**Work to do:**
From the line that has "Where can the book" down to the final line of the listing below, transcribe every line exactly, and only those.

**Data for processing:**
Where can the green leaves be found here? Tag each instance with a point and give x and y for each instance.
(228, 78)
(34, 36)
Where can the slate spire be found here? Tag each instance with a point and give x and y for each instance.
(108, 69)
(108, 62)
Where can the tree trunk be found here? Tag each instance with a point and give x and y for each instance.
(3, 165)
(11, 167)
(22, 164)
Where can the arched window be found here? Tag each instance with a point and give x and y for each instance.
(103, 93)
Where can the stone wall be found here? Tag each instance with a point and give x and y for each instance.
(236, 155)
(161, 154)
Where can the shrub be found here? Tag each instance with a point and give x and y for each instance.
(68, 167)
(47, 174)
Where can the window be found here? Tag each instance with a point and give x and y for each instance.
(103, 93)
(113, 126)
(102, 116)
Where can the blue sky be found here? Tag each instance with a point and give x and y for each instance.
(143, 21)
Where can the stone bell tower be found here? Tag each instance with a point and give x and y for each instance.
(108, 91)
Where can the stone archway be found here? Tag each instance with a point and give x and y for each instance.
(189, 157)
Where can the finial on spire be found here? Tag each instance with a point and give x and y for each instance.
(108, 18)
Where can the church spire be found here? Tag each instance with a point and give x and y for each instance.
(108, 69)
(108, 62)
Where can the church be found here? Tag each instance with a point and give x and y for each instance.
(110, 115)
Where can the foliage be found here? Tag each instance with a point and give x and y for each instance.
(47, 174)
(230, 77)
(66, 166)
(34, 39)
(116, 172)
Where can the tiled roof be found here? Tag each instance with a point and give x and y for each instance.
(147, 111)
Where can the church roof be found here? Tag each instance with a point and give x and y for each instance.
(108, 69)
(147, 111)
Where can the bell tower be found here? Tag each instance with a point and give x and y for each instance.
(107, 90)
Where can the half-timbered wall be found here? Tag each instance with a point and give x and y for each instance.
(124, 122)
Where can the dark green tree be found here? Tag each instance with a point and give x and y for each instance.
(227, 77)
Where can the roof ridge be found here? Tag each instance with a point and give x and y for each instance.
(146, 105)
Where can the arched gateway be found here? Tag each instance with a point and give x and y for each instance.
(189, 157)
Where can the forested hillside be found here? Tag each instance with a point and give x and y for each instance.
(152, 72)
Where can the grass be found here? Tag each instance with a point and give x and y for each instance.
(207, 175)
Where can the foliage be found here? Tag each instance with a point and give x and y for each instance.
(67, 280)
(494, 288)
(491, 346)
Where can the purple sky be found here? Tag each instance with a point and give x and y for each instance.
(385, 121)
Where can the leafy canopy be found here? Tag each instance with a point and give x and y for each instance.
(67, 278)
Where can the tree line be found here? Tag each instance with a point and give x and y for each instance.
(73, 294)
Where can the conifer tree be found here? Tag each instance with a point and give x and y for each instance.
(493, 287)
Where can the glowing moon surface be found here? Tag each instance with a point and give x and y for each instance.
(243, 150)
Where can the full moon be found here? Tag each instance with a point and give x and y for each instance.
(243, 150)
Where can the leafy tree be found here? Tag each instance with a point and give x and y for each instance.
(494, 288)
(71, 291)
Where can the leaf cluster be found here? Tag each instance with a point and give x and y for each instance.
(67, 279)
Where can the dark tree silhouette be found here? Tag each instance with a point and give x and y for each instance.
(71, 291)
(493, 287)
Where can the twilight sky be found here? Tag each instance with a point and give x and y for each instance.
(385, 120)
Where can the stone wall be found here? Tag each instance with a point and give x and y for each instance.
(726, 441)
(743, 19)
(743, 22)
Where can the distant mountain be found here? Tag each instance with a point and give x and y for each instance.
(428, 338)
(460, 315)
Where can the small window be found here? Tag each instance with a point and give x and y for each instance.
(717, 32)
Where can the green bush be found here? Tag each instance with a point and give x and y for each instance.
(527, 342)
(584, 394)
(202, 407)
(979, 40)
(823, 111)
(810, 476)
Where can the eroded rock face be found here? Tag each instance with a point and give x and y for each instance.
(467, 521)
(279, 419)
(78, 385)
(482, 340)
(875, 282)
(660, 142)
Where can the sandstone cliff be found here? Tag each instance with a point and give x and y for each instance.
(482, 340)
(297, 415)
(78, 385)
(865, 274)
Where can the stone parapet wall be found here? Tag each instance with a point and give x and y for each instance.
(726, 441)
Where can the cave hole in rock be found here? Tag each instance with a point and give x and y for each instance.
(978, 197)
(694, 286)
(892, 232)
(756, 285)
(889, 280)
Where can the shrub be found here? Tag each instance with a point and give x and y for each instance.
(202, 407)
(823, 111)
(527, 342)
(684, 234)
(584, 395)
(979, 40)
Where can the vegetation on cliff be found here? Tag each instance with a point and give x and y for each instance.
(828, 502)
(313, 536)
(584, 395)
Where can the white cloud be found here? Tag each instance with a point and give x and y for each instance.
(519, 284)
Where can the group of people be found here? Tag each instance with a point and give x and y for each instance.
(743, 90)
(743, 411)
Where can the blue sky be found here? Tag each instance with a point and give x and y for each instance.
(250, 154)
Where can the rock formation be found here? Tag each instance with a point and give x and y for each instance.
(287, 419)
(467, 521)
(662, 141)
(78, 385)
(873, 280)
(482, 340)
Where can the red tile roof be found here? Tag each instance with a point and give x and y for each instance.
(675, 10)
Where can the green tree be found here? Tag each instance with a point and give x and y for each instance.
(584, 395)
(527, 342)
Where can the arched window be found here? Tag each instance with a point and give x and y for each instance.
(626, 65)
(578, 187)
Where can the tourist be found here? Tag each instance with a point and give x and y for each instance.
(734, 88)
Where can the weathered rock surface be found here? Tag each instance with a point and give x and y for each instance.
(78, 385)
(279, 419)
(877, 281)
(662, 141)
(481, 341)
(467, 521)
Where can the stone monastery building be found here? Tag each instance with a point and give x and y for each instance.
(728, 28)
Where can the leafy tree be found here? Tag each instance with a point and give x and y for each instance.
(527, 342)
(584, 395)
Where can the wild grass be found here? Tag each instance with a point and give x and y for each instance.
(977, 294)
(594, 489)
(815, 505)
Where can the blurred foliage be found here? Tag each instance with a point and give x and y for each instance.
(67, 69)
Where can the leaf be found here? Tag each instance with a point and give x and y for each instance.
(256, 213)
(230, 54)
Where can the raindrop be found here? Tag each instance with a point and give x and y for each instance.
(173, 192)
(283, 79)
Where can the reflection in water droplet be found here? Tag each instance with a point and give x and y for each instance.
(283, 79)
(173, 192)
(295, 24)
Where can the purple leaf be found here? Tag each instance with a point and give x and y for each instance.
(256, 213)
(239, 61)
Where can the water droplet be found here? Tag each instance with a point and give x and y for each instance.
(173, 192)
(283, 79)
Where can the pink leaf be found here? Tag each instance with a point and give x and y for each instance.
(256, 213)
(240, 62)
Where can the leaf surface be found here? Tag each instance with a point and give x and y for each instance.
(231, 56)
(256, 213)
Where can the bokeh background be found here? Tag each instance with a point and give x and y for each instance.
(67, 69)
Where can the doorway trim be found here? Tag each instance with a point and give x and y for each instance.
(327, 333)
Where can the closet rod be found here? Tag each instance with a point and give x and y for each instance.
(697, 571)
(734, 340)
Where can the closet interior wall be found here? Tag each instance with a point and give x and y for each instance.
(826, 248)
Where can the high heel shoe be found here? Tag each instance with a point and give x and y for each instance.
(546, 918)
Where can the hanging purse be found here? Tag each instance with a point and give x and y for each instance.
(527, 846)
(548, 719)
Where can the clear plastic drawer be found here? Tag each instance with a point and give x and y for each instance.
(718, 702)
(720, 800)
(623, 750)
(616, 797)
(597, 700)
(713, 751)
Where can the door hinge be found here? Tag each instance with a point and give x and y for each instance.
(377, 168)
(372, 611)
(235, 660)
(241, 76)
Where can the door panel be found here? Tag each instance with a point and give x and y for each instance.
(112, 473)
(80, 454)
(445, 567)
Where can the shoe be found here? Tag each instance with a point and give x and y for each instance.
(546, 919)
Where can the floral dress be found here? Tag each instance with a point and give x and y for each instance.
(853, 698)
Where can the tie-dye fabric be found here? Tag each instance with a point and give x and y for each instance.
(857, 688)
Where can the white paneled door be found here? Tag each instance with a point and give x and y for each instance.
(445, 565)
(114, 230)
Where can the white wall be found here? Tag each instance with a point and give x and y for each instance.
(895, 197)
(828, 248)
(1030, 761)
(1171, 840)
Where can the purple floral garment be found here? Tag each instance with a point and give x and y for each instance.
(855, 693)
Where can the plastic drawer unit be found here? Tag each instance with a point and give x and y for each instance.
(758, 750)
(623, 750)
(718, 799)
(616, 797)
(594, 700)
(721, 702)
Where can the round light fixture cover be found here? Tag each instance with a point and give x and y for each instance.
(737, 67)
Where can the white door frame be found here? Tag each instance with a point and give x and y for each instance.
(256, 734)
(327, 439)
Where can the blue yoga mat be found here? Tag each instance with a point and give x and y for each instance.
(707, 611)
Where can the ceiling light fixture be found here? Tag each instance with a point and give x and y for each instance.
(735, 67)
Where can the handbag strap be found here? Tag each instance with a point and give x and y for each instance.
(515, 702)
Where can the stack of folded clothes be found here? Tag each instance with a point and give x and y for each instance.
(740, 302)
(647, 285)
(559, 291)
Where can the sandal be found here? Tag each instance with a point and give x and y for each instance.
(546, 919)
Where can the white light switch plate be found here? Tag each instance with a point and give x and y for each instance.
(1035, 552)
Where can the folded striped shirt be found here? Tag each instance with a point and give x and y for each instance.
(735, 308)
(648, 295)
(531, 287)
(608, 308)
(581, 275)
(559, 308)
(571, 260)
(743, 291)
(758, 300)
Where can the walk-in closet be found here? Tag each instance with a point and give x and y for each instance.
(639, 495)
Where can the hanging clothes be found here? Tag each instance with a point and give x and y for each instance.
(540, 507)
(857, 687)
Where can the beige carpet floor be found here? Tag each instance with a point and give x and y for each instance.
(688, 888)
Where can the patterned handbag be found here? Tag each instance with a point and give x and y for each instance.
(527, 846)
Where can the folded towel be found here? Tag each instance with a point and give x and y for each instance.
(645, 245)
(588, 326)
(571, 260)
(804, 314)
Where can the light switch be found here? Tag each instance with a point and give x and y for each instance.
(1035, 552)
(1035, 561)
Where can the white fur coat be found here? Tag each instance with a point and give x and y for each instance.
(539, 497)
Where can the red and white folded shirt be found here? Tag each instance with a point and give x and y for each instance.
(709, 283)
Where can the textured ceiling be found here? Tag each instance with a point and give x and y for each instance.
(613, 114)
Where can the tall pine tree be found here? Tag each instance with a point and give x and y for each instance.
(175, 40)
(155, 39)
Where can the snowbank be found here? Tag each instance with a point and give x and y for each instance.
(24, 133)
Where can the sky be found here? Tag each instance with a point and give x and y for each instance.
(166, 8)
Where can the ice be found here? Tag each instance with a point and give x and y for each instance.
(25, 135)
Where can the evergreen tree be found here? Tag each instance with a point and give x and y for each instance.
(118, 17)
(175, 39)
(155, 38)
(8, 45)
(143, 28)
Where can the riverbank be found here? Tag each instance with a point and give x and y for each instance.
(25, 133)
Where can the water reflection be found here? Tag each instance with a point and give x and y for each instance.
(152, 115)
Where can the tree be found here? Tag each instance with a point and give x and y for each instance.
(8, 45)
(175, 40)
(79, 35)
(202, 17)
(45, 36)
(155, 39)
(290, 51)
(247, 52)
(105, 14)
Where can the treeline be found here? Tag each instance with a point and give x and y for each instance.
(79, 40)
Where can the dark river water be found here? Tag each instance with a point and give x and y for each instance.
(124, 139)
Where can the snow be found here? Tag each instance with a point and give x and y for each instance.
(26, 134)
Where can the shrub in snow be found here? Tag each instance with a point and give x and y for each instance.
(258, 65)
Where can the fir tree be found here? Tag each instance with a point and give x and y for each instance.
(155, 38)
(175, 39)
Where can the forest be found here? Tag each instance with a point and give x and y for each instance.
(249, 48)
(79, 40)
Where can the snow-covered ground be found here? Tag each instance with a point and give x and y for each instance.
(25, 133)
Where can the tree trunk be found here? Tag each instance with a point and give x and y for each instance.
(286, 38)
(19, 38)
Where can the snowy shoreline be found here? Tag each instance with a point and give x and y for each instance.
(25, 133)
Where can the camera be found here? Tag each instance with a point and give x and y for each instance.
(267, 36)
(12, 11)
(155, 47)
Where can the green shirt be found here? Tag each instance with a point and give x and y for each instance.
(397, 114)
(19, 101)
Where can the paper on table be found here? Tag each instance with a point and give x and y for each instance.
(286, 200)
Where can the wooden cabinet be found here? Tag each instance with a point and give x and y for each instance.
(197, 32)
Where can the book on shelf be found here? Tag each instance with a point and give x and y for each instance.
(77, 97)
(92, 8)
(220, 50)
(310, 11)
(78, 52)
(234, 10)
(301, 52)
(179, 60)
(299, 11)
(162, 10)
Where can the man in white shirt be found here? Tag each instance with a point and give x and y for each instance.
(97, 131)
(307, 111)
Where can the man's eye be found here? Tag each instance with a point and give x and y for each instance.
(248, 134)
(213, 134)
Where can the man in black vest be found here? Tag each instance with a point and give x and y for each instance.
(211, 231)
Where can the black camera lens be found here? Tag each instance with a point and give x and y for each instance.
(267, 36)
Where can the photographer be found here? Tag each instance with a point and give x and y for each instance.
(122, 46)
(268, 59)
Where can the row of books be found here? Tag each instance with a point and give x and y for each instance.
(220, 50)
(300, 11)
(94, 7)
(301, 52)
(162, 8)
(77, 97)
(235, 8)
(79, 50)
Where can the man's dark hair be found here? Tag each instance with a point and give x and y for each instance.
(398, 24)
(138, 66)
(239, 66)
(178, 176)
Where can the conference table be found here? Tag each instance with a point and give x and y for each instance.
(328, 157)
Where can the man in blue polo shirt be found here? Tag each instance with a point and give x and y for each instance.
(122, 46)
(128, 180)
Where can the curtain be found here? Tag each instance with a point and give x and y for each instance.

**Solution to this task:**
Where can the book on shelf be found here? Tag each instance with a point and give x and y for each instance.
(77, 97)
(92, 8)
(220, 50)
(310, 11)
(78, 52)
(234, 10)
(301, 52)
(179, 60)
(299, 11)
(162, 10)
Where can the man in white shirt be found here? Tag each instance with a point and give x and y for each instance.
(97, 131)
(307, 111)
Where can the man's eye be found here? Tag each instance with a point and give x and y for each instance.
(248, 134)
(213, 134)
Where can the man in black vest be found here? Tag each instance with a point and give x and y for each instance.
(211, 231)
Where can the black camera lens be found here? Tag each instance with a point and give x and y for each instance.
(267, 36)
Where can the photographer be found here? Tag each instance with a point and give x and y for each instance.
(122, 46)
(268, 59)
Where can the row of books be found here? Tag each instance with a point and give x and y for each instance.
(220, 50)
(300, 11)
(94, 7)
(301, 52)
(162, 8)
(77, 97)
(235, 8)
(79, 50)
Where can the man's dark hair be found here? Tag each instance with a point and give x and y for each instance.
(398, 24)
(138, 66)
(239, 66)
(178, 176)
Where can the conference table be found here? Tag each instance with a point and give x and y for each instance.
(328, 157)
Where can the man in blue polo shirt be found here? Tag each instance with a point and give x and y for each instance.
(122, 46)
(128, 180)
Where can the curtain be found here? Tag each instance with a point and give x and y for each instance.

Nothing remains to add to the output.